Quote, word for word, every line starting at the line that contains "If you could point out the stair lift carriage" and ending with the last line of the records; include both of these lines and no others.

------------------------

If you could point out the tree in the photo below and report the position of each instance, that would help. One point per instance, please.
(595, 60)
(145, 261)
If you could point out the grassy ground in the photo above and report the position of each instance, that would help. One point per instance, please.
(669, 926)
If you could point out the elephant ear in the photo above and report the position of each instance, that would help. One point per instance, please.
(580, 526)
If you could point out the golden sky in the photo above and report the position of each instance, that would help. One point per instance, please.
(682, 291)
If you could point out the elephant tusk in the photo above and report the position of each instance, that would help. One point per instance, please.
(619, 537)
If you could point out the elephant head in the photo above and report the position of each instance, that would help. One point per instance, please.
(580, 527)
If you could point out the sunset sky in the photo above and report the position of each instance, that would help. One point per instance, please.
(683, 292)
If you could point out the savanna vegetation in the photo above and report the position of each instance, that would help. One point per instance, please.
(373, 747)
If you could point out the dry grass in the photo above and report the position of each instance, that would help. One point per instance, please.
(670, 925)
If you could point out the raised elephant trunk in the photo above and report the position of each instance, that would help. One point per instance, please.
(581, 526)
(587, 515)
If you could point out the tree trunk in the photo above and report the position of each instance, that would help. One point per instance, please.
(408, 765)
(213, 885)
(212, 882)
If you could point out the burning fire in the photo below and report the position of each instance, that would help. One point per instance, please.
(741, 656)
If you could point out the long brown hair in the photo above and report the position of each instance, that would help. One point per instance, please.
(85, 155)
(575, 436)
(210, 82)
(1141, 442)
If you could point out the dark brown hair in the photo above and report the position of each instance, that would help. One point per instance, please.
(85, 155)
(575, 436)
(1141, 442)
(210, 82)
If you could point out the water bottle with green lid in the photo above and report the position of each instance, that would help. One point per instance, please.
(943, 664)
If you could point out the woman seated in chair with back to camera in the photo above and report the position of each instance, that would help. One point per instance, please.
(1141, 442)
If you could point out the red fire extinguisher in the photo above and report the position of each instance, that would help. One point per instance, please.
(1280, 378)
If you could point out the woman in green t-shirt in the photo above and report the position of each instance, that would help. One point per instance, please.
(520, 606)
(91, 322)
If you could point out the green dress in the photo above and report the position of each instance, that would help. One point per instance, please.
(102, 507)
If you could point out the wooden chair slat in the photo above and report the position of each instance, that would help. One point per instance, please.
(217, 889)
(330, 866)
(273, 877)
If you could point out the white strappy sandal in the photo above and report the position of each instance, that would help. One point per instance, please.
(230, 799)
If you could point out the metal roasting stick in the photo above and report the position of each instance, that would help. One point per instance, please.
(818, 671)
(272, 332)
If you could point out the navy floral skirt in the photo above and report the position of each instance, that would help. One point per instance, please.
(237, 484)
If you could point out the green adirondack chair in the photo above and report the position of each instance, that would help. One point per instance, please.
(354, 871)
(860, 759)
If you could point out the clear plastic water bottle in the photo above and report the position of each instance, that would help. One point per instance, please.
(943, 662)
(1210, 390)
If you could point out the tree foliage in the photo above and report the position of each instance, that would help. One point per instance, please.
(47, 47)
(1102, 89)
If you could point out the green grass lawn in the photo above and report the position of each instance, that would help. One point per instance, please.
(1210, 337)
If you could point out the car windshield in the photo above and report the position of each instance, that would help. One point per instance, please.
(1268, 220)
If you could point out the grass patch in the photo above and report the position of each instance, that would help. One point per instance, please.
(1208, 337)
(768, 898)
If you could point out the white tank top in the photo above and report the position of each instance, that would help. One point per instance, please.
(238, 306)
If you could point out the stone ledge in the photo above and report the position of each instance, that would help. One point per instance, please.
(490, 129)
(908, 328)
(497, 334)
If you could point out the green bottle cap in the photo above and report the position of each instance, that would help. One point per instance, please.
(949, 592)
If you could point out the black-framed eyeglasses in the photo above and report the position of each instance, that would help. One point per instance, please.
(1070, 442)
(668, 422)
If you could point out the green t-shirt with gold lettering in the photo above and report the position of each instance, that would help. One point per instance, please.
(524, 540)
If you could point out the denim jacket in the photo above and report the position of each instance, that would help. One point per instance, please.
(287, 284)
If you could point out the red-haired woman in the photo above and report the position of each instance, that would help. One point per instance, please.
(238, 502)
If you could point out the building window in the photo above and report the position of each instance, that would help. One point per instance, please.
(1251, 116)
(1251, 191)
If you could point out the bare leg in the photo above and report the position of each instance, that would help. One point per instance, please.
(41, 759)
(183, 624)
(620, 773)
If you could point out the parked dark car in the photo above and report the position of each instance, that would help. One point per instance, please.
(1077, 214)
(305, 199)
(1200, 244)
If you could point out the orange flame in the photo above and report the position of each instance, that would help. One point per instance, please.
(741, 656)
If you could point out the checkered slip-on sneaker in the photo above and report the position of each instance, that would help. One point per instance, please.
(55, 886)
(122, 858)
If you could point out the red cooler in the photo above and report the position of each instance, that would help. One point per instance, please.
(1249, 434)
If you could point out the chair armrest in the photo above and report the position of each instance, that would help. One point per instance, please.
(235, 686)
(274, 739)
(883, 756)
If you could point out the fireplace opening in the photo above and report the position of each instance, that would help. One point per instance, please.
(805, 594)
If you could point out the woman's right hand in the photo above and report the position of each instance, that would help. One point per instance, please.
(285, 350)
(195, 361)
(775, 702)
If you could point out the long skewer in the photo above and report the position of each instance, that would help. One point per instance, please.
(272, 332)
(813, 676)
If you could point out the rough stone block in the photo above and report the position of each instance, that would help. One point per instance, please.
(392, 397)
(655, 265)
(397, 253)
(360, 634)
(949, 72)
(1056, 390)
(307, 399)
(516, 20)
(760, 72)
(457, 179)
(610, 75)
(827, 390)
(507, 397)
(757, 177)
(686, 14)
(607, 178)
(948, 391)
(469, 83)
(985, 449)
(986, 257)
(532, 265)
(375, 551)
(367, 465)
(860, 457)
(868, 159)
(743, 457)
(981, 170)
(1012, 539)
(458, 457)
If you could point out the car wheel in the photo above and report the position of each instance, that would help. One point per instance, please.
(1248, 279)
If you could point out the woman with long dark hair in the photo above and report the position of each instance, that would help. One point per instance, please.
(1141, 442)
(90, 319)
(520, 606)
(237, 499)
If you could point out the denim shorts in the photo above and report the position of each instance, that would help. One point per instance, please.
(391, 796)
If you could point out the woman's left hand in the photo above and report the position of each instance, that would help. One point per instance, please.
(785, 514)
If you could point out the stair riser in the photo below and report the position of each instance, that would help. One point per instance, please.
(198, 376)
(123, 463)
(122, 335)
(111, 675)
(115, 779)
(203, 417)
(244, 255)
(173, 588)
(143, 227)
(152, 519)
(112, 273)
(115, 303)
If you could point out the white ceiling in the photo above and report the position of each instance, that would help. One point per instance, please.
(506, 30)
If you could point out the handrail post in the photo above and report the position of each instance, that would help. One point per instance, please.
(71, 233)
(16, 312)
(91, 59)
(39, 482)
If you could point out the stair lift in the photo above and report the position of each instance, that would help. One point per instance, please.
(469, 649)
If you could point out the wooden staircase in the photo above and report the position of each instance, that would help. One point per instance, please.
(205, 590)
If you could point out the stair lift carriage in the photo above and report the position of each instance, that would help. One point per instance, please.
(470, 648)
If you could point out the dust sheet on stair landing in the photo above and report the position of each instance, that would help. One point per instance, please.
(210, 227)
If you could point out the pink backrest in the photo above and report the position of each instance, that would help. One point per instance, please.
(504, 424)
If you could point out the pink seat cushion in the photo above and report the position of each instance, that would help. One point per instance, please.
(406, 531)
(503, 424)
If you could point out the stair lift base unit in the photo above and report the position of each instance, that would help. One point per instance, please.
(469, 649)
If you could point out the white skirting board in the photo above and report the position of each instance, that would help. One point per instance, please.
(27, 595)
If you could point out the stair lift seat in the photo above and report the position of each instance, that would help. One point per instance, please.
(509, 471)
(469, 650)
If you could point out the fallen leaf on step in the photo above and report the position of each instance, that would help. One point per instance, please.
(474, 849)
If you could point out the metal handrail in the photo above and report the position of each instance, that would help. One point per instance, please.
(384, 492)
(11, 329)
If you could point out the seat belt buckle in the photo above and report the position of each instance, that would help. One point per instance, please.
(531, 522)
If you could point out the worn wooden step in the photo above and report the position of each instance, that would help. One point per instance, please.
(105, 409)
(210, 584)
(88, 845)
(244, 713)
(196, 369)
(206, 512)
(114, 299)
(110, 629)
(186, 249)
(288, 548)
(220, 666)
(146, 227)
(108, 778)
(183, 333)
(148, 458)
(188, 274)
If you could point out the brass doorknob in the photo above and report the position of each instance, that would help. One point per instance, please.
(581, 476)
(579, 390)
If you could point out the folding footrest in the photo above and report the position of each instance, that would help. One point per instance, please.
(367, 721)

------------------------

→ **PROBLEM SOLUTION**:
If you could point out the stair lift carriage in the photo above and report the position of each instance, that would help. One point per instance, please.
(470, 648)
If you could point out the dust sheet on stair landing in the photo above and report the position of each instance, that would help. One point per instance, please.
(210, 227)
If you could point out the pink backrest in the photo above and report the position of each instance, that would help. One point per instance, please.
(504, 424)
If you could point out the pink seat cushion in the photo above and report the position of each instance, that would help. One point per instance, please.
(406, 531)
(503, 424)
If you could point out the stair lift base unit in the photo above and report the position of each instance, that would help. One point per instance, please.
(469, 649)
If you could point out the white skirting board in the photo above and report the position of each instance, that would help. One point per instance, please.
(27, 595)
If you could point out the stair lift seat in the photo above and report the position of each instance, that would help. One point per instance, please.
(509, 471)
(469, 650)
If you could point out the fallen leaf on step in the photo above and report the position of each instance, that would help. One point per instance, please.
(474, 849)
If you could point out the metal handrail in the photo above and report the position of each instance, that would help. One point per instance, please.
(384, 492)
(11, 329)
If you could point out the seat belt buckle in the photo above and report the position of each instance, that would help. One point per instance, please.
(531, 522)
If you could point out the worn wooden step in the photo above and report the position of each instance, that would help. One point per instance, please.
(105, 409)
(210, 584)
(88, 845)
(244, 713)
(196, 369)
(206, 512)
(114, 299)
(110, 629)
(186, 249)
(288, 548)
(220, 666)
(146, 227)
(108, 778)
(183, 333)
(148, 458)
(188, 274)
If you could point out the brass doorknob in the photo above and report the position of each instance, that would help. One point per instance, please.
(581, 476)
(579, 390)
If you could point out the folding footrest in the photo above and report the position of each instance, that would help. One point per instance, please.
(367, 721)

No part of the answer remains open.